# Comparing results of fitting CBPS between R's `CBPS` package and Python's `balance` package (using simulated data)

This notebook shows how we can reproduce (almost exactly) the weights produced from R's [CBPS](https://cran.r-project.org/web/packages/CBPS/) package, using the implementation in balance.

The example is based on simulated data that that was provided in the help page of the CBPS function (i.e.: `?CBPS::CBPS`, you can see it [here](https://rdrr.io/cran/CBPS/man/CBPS.html)).

The R code used to create the data is available [here](https://github.com/facebookresearch/balance/blob/main/balance/datasets/sim_data_cbps.R).

# Loading data and fitting CBPS using `balance`

In [None]:
import balance
import numpy as np
import pandas as pd
import session_info

from balance import Sample

In [None]:
target_df, sample_df = balance.datasets.load_data("sim_data_cbps")
# print(target_df.head())
print(target_df.info())

In [None]:
sample = Sample.from_frame(sample_df, outcome_columns = ['y', 'cbps_weights'])
target = Sample.from_frame(target_df, outcome_columns = ['y', 'cbps_weights'])
sample_target = sample.set_target(target)

In [None]:
# adjust = sample_target.adjust(method = "cbps")  # the defaults of the function would not yield similar-enough results, so we need to adjust some parameters:
adjust = sample_target.adjust(method = "cbps", transformations = None, weight_trimming_mean_ratio = None)

→ **Records provided**:
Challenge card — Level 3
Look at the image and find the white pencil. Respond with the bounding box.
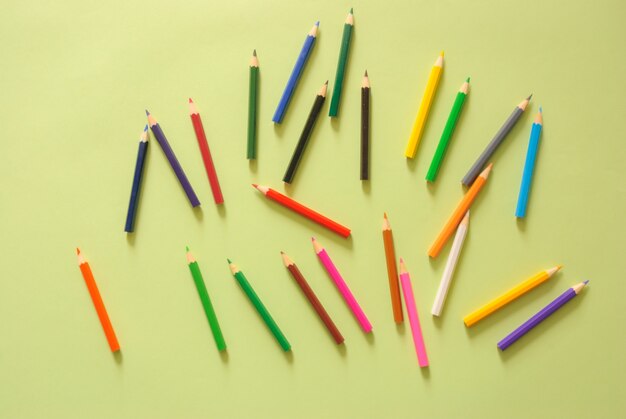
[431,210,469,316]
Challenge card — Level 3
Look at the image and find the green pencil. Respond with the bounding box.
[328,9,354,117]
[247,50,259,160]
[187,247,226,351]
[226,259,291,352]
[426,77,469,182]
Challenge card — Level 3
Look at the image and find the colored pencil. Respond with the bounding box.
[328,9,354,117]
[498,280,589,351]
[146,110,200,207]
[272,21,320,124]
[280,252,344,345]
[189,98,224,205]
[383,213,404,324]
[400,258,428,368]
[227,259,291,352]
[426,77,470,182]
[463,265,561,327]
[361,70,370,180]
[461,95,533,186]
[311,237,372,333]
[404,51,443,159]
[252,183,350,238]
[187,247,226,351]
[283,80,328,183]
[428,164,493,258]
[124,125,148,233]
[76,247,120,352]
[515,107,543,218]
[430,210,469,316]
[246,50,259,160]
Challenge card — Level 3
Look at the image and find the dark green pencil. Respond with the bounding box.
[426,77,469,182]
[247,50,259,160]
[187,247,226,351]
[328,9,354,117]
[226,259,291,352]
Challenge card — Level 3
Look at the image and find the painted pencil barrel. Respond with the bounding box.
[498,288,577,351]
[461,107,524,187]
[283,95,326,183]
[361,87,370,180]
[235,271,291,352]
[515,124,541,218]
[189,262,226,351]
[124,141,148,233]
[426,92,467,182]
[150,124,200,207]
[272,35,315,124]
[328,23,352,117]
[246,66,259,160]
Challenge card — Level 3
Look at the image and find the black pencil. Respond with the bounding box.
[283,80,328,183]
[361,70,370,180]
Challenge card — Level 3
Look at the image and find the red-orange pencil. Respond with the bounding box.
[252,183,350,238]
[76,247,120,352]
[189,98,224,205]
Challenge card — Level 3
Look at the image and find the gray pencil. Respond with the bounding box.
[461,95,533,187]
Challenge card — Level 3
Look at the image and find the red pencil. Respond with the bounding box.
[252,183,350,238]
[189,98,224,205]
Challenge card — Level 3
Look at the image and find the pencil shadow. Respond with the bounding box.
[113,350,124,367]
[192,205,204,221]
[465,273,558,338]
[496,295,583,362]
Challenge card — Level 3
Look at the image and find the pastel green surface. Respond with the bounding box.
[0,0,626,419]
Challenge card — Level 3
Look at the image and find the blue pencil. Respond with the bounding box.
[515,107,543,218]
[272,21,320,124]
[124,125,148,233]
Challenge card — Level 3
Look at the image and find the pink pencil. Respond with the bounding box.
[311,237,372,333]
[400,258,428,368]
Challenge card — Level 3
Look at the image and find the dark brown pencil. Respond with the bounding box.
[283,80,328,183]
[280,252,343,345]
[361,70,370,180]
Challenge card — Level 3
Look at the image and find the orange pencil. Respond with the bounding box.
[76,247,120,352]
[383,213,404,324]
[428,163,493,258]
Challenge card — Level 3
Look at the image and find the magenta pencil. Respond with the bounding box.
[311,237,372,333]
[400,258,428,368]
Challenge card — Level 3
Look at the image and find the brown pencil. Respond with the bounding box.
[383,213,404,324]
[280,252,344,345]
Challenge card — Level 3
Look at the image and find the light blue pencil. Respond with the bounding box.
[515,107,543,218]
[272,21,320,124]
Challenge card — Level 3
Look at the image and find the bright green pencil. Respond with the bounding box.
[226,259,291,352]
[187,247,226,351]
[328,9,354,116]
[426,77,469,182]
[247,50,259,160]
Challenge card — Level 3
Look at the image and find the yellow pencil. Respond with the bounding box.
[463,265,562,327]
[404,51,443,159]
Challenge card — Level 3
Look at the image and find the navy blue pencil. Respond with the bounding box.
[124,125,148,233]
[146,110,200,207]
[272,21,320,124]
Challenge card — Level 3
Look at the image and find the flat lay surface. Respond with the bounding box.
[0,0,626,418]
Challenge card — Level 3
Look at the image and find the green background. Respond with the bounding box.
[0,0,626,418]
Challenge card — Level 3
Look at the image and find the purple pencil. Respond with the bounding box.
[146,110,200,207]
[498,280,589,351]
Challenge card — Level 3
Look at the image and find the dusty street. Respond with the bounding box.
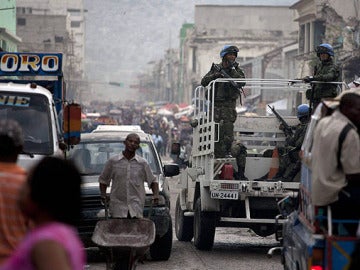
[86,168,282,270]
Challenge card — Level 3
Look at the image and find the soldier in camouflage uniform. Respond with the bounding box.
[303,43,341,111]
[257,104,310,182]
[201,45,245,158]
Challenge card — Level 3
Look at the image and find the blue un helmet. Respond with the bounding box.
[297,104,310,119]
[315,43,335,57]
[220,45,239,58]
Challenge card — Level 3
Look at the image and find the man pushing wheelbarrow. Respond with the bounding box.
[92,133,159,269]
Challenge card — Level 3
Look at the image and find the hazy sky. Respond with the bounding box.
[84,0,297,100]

→ **Prompt**:
Give again the part of the CBPS comparison notebook from "print(target_df.info())" to "sample_target = sample.set_target(target)", copied word for word.

→ **The result**:
print(target_df.info())

In [None]:
sample = Sample.from_frame(sample_df, outcome_columns = ['y', 'cbps_weights'])
target = Sample.from_frame(target_df, outcome_columns = ['y', 'cbps_weights'])
sample_target = sample.set_target(target)